* start GIVEN PASSAGE *
This Wednesday evening, January 17, the Faribault Elks Lodge hosts its second annual community-wide forum on domestic abuse and violence. The event begins at 6:30 p.m. and features talks by Faribault Police Chief Andy Bohlen, HOPE Center Executive Director Erica Staab-Absher, Ruthann Lang of Rice County Social Services and Jennifer David of DivorceCare.


A photo of a graphic posted on the Minnesota Coalition for Battered Women Facebook page shows photos of all 21 individuals who died as a result of domestic violence homicide in 2016 in Minnesota. Barb Larson, left (second from top) was among those murdered. The 2017 Femicide Report releases soon. At least 24 people were killed in Minnesota in 2017 due to domestic violence. Minnesota Prairie Roots file photo.


I’d encourage you, if you live in Faribault, Rice County or a neighboring community, to attend. We all need to be educated and aware. Abuse thrives in silence. We each have the power within us to make a difference and that starts with knowledge.


Northfield, Minnesota, native Becky Kasper was only 19 and a student at Arizona State University when her abusive ex-boyfriend killed her on April 20, 2013. Her murderer is serving a total of 30 years in prison followed by a life-time of probation with mental health terms. Read Becky’s story by clicking here. She died in a vicious act of domestic violence. Minnesota Prairie Roots file photo.


If you are in an abusive relationship like Julie, you can break free. No one has the right to control any aspect of your life. Help is available. If you are intuitively sensing abuse like Kathryn, it’s important for you to trust your feelings. Connect with an advocate so you can best help your friend, co-worker, loved one.

No one has to go this alone. Not today. Not tomorrow. Not ever.

FYI: If you are in an abusive relationship and in immediate danger, call 911. Know that the period in which you leave a relationship and immediately thereafter are the most dangerous times for you. Have a safety plan in place. Don’t rely on a piece of paper (an order of protection, for example) to keep you safe. Reach out to a women’s advocacy center or shelter in your community for help.

UPDATE, 12:53 p.m. Tuesday: This post has been updated with the correct time of Wednesday’s meeting, which differs from previously published information. The hour-long forum begins at 6:30 p.m. at the Elks.

© Copyright 2018 Audrey Kletscher Helbling


Remembering Barb Larson one year after her murder via an act of domestic violence December 21, 2017

Barb Larson, an employee of the Faribault Area Chamber of Commerce & Tourism, was murdered on December 23, 2016, at her workplace. A memorial mosaic on the building exterior honors her.


ON DECEMBER 23, 2016, Barb Larson was murdered inside the Faribault Area Chamber of Commerce and Tourism office. She was shot by her ex-husband, a former cop, who then turned his gun on himself.


This plaque fronts the artwork.


The murder of Barb Larson and the suicide of her killer, Richard Larson, just days before Christmas 2016 stunned my community. Both were well-known in Faribault. For Barb to die in an act of domestic violence in the workplace—in a place promoting our community—seemed unfathomable.


Caron Bell’s mosaic is titled “Love Remains” and was designed with input from Barb’s family and friends.


But it happened. Just like domestic abuse and violence still occur daily in my city. And in yours, too. Most often the violence does not result in death. Sometimes, tragically, it does.
* end GIVEN PASSAGE *
* start RAW DATA *
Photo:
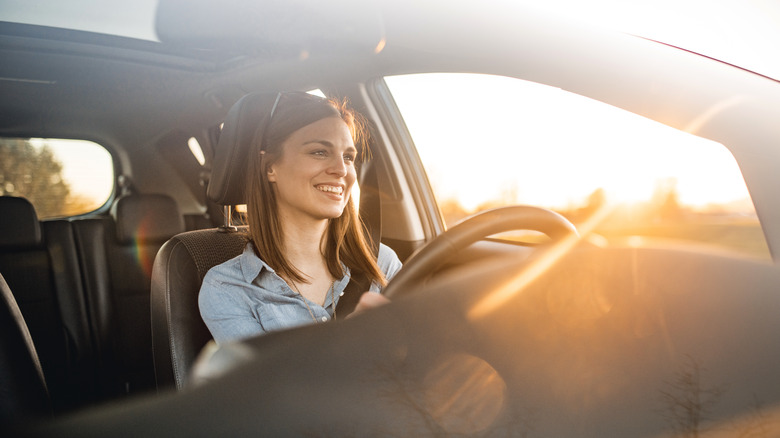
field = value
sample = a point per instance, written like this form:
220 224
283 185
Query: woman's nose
338 167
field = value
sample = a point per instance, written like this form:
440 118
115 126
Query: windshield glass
744 33
134 19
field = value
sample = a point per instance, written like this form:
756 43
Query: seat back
24 394
117 254
142 224
178 332
40 265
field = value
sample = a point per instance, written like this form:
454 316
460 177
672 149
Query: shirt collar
251 264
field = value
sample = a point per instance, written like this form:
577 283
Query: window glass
60 177
489 141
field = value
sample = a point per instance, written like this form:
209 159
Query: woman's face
314 175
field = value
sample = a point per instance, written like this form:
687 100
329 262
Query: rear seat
83 286
117 255
40 265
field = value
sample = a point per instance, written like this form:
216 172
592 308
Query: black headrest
147 218
19 226
228 173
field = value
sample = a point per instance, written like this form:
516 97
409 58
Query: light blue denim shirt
244 297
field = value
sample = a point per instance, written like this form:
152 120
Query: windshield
134 19
744 33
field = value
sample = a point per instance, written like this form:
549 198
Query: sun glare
543 146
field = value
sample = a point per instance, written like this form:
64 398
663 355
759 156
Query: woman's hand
369 300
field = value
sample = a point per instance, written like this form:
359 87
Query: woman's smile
319 156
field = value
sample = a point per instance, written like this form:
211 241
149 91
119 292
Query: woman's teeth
330 189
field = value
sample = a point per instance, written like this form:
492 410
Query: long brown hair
347 242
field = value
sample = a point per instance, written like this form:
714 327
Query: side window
60 177
488 141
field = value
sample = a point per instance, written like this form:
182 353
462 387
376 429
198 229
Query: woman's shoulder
387 259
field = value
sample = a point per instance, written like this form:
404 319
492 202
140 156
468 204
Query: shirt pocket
282 315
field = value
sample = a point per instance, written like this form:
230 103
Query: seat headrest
19 226
148 218
228 173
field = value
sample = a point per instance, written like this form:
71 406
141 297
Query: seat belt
370 211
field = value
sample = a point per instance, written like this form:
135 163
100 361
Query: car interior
484 336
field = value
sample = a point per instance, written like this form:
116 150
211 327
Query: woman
305 237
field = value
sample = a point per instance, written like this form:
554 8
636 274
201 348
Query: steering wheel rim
472 229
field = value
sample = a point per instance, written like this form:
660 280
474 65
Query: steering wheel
471 230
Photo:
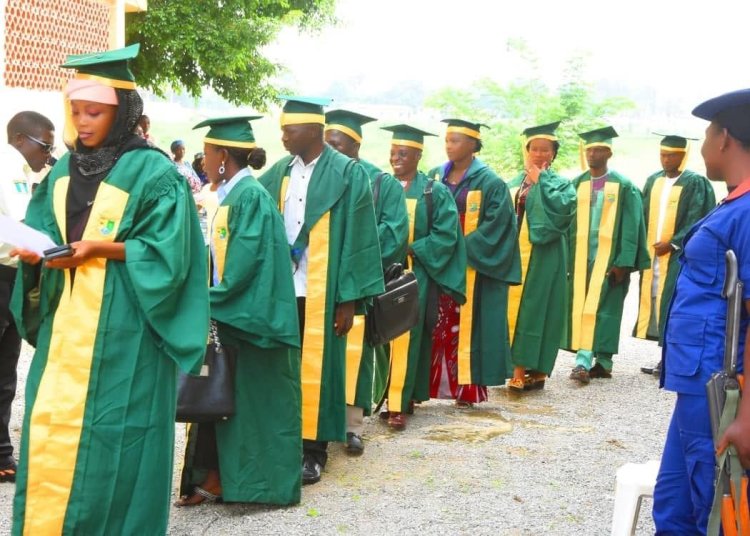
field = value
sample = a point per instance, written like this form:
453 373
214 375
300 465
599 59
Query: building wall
35 38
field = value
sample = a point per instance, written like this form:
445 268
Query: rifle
730 506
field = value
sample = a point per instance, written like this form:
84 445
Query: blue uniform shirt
695 331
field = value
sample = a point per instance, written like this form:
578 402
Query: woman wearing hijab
470 346
111 322
545 205
253 456
184 167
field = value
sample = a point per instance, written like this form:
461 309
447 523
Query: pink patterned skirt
444 367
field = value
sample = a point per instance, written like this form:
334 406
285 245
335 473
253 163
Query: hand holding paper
22 236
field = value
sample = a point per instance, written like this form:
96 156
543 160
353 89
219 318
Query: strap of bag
376 188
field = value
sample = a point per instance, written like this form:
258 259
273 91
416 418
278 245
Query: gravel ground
543 462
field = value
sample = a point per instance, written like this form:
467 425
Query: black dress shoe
354 444
310 472
598 371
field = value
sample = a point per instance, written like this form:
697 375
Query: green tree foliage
192 45
509 108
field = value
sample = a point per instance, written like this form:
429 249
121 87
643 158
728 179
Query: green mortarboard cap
302 110
464 127
673 141
230 131
350 123
408 136
600 137
546 132
109 68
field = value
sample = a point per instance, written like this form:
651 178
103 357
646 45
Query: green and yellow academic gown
344 264
98 434
690 198
256 310
595 304
534 320
393 232
439 259
494 263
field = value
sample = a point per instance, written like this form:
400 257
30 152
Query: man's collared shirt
294 215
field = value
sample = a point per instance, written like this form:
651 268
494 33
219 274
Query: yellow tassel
581 156
683 165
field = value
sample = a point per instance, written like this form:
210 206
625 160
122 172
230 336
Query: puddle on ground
526 409
466 433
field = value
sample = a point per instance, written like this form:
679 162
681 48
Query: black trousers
10 349
314 450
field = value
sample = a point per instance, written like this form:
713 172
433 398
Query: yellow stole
56 421
220 239
400 345
586 304
667 232
515 293
315 325
471 220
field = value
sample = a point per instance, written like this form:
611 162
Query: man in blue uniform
694 337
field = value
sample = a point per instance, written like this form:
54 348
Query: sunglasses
46 147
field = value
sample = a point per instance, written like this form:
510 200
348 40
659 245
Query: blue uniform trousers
685 484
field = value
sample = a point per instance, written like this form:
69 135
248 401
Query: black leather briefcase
396 311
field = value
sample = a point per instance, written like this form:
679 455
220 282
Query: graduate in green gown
673 200
326 201
344 133
607 241
111 323
254 455
464 365
437 256
545 205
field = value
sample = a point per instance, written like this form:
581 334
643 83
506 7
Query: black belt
7 273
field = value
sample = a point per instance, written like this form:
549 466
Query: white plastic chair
634 482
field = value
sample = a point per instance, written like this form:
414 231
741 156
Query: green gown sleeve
631 247
360 273
492 249
167 264
393 220
550 207
441 250
32 300
255 298
701 200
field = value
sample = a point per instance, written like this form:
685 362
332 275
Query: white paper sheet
23 236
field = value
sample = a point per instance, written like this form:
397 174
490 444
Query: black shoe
354 444
580 374
310 471
598 371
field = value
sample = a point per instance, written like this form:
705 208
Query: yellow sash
315 325
56 421
647 276
586 304
220 239
471 220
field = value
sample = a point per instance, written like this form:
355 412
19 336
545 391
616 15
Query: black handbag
209 396
396 311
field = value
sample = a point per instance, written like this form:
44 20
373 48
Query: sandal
533 382
517 385
199 496
8 474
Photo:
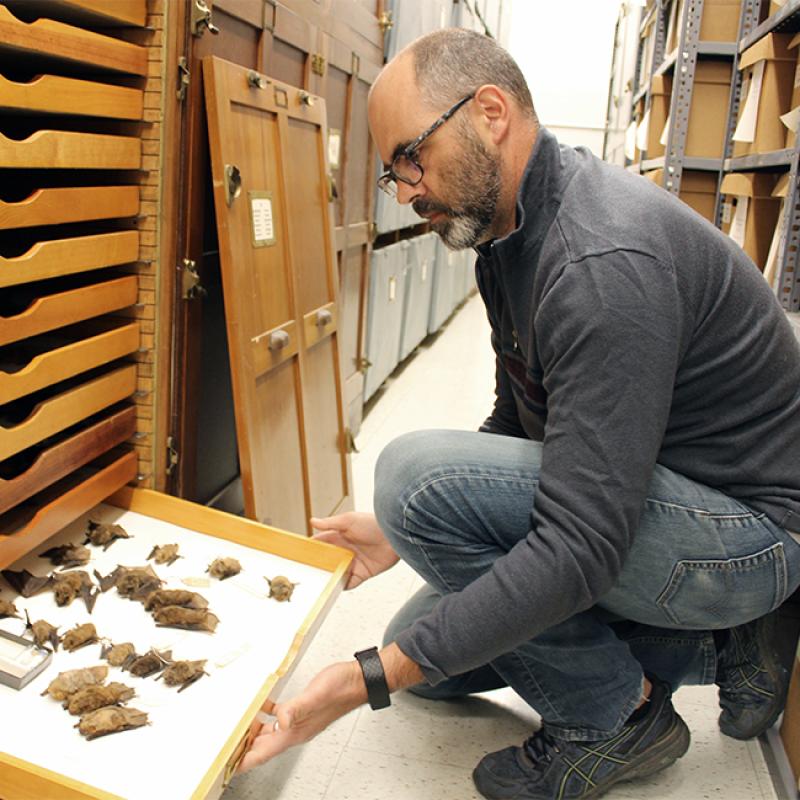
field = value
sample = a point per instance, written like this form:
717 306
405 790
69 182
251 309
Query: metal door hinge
318 64
191 288
349 441
363 364
201 19
184 76
385 21
173 457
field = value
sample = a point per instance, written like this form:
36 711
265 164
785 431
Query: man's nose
408 194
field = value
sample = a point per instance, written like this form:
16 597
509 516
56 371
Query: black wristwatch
374 678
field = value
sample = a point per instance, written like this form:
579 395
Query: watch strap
374 678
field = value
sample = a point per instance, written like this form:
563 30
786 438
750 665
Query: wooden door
268 156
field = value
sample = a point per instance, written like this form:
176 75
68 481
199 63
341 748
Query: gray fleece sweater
628 331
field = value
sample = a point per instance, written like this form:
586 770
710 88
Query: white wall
564 48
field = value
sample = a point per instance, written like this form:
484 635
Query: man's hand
360 533
338 689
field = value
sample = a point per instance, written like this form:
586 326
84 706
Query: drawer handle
278 340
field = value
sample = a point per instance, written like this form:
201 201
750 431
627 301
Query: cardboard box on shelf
750 212
698 189
767 83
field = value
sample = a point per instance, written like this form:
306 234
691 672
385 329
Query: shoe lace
540 748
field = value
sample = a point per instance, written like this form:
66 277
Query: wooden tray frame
25 781
56 310
68 256
69 360
55 39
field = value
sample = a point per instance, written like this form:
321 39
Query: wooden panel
48 38
63 308
26 527
47 363
58 206
257 288
52 94
70 150
56 413
67 256
64 456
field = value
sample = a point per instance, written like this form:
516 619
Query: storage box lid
773 47
748 184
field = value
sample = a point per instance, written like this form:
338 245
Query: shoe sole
663 753
777 673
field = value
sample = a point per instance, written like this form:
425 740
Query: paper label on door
334 147
746 127
739 220
261 220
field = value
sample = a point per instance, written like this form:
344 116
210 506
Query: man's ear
492 110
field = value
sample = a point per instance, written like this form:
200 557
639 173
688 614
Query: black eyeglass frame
385 180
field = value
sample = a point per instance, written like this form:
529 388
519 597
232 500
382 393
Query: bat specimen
8 609
150 663
68 555
280 588
193 619
90 698
164 554
79 636
132 582
110 719
43 632
223 568
184 673
118 655
68 585
101 535
174 597
26 583
69 682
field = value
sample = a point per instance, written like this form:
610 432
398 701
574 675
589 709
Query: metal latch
201 19
173 456
191 281
183 77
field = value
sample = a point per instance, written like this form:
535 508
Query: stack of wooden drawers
71 109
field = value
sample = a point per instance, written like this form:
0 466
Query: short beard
475 182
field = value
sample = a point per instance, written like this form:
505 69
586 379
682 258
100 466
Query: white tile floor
421 749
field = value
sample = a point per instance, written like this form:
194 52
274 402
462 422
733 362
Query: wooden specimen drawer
27 422
52 94
57 206
67 256
90 13
194 739
70 150
30 523
33 470
53 304
51 358
47 38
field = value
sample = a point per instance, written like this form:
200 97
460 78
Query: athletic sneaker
752 681
549 768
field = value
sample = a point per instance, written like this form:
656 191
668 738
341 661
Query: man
622 522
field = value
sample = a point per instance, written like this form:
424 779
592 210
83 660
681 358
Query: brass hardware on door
201 19
256 81
233 183
278 340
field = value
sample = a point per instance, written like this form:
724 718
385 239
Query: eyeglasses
404 166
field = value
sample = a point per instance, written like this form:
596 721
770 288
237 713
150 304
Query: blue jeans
700 561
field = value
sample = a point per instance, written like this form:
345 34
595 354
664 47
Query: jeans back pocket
722 593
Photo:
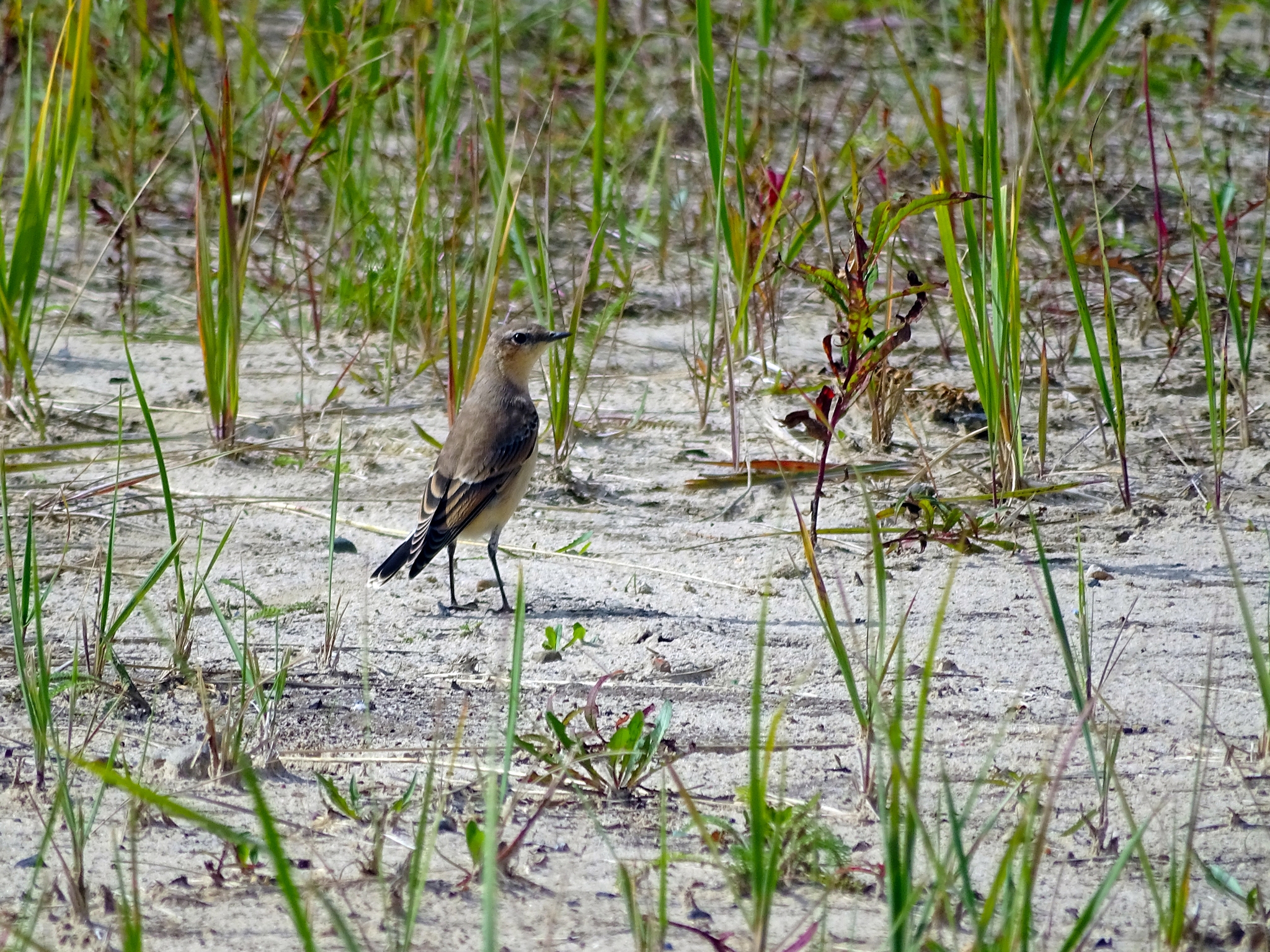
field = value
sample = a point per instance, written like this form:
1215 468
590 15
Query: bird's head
516 347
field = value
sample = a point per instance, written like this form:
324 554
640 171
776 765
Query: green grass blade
1088 915
513 701
167 805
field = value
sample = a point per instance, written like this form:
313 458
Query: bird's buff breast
499 511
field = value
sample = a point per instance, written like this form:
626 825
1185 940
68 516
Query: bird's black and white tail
394 564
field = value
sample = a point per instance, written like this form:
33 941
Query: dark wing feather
483 452
482 465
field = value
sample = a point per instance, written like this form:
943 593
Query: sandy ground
670 594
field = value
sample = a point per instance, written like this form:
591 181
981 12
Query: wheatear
488 459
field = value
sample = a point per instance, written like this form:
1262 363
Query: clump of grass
1113 392
25 614
51 151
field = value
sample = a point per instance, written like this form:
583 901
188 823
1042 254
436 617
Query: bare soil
670 592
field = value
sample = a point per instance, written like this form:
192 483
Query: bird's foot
455 607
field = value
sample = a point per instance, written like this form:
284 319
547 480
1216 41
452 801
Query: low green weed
585 758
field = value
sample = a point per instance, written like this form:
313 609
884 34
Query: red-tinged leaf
810 426
591 711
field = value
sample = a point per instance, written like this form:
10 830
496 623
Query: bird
487 460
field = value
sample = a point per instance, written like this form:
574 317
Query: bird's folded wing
463 485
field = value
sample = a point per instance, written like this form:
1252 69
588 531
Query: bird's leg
454 602
493 560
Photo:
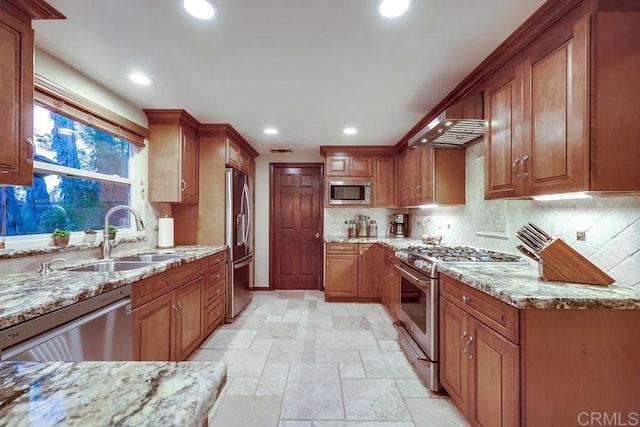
* end RAW DATA *
■ AIM ■
Turn the paragraph of the domestic violence post that begins "FYI: If you are in an abusive relationship" into a short bulleted list that keeps its main facts.

■ CORRECT RESPONSE ■
- If you are in an abusive relationship and in immediate danger, call 911.
- Leaving the relationship and the time right after are the most dangerous periods.
- Have a safety plan in place.
- Don't rely on a piece of paper, such as an order of protection, to keep you safe.
- Reach out to a women's advocacy center or shelter in your community for help.